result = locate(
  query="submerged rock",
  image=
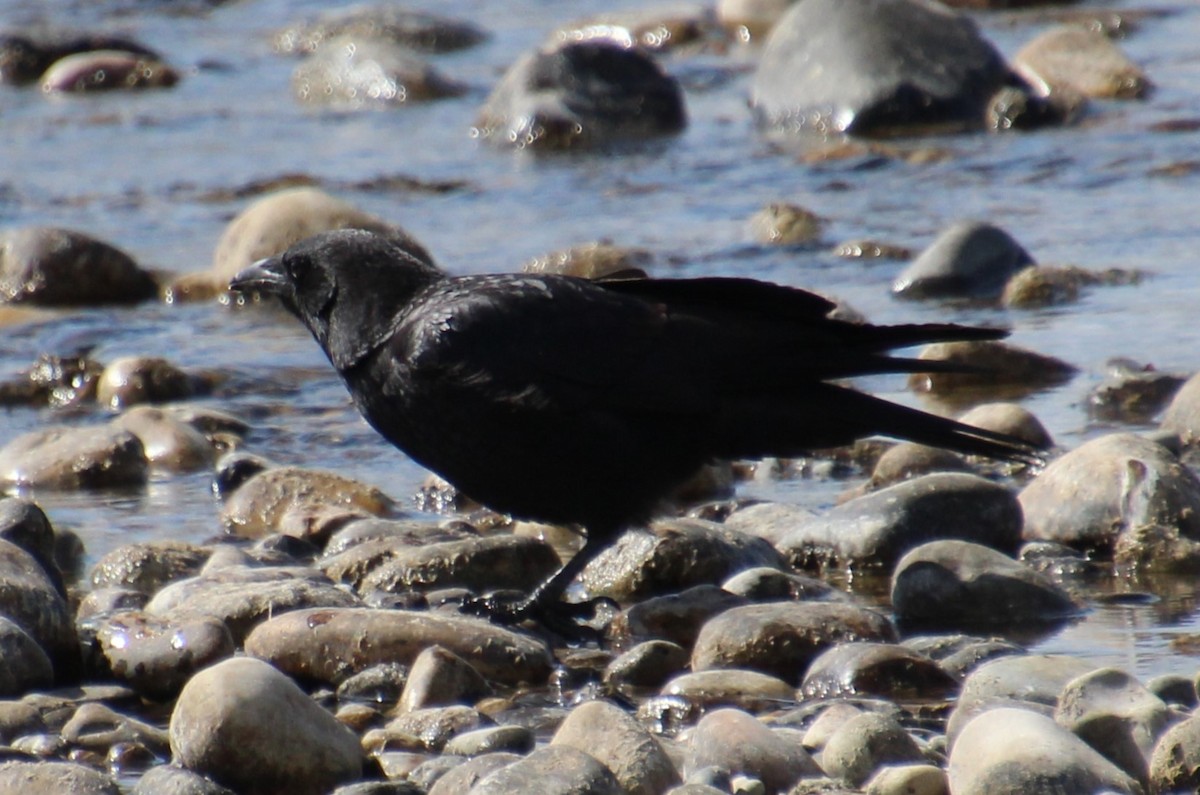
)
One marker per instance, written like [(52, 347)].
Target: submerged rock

********

Everything in the data except the pictures should be restated word for word.

result = locate(
  query="submerged rock",
  image=
)
One marker per instance, written like [(52, 347)].
Target: submerged rock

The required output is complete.